● **Input**:
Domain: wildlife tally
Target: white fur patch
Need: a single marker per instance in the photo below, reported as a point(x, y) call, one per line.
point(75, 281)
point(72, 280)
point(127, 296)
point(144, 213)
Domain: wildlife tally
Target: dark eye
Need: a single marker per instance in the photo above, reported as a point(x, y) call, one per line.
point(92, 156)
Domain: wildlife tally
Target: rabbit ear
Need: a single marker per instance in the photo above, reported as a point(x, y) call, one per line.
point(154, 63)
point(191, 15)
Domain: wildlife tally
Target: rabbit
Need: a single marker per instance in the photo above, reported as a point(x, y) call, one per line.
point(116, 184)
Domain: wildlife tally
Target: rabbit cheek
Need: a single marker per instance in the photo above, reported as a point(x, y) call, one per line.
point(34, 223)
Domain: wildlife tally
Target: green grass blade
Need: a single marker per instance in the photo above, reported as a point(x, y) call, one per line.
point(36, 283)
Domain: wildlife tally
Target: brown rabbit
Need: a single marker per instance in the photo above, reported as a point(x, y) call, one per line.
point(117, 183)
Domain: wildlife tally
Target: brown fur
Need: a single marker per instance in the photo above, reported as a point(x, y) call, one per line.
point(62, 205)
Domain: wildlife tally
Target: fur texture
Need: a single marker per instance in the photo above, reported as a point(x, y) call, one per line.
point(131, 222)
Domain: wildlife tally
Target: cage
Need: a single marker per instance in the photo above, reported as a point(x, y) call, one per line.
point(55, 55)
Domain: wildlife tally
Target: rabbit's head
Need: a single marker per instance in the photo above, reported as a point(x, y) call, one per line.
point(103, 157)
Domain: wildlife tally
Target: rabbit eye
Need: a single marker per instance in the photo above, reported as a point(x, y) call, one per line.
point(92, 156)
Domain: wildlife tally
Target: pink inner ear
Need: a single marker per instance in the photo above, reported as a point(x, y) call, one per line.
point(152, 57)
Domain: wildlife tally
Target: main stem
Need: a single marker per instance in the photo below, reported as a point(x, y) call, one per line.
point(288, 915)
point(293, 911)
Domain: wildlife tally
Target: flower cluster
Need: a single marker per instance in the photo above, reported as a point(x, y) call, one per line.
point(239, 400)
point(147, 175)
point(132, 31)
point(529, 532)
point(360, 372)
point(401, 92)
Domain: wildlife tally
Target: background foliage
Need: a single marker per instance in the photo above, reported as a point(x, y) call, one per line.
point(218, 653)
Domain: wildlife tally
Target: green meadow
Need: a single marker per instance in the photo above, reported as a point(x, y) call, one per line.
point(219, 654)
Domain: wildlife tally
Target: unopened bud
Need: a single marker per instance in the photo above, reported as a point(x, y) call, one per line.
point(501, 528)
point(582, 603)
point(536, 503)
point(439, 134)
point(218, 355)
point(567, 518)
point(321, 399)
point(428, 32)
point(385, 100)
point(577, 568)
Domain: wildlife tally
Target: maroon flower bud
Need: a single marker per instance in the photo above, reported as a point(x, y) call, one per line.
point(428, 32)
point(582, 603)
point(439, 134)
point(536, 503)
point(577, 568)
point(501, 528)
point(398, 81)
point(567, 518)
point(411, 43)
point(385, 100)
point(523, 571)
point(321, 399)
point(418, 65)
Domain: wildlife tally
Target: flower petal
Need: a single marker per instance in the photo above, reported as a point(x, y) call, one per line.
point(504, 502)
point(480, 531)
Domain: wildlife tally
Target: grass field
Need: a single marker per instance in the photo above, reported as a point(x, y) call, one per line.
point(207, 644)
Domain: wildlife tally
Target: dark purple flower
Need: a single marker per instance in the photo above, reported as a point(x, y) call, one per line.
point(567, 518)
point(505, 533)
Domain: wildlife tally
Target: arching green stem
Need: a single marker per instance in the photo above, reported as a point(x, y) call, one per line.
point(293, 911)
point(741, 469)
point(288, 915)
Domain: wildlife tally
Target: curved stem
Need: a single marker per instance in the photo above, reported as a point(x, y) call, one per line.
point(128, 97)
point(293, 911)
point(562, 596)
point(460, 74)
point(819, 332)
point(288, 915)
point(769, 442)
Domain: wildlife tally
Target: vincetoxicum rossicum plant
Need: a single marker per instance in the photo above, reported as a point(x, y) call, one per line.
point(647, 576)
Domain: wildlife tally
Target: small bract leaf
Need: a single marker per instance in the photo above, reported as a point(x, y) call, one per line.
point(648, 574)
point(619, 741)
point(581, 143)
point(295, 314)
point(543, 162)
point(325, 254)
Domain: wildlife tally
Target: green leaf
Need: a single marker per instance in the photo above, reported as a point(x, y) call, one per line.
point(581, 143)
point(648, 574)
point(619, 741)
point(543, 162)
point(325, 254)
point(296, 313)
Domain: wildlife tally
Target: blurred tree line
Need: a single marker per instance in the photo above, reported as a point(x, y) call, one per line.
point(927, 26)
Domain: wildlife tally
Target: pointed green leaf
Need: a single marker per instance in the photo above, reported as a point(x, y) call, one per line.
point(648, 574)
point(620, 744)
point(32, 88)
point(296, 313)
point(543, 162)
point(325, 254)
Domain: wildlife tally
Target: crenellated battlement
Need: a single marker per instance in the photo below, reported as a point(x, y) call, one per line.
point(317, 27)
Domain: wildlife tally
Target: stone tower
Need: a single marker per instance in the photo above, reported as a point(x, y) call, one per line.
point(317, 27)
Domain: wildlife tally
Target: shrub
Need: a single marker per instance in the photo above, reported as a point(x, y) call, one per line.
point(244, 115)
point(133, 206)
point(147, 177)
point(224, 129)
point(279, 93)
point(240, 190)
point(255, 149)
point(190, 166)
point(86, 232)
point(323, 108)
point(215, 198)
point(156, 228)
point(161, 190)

● **Prompt**:
If the word "rabbit" is on a line above, return that line.

● **Exercise answer**:
Target: rabbit ear
Target: rabbit
Target: rabbit cheek
Target: brown rabbit
Target: rabbit's head
Target: rabbit eye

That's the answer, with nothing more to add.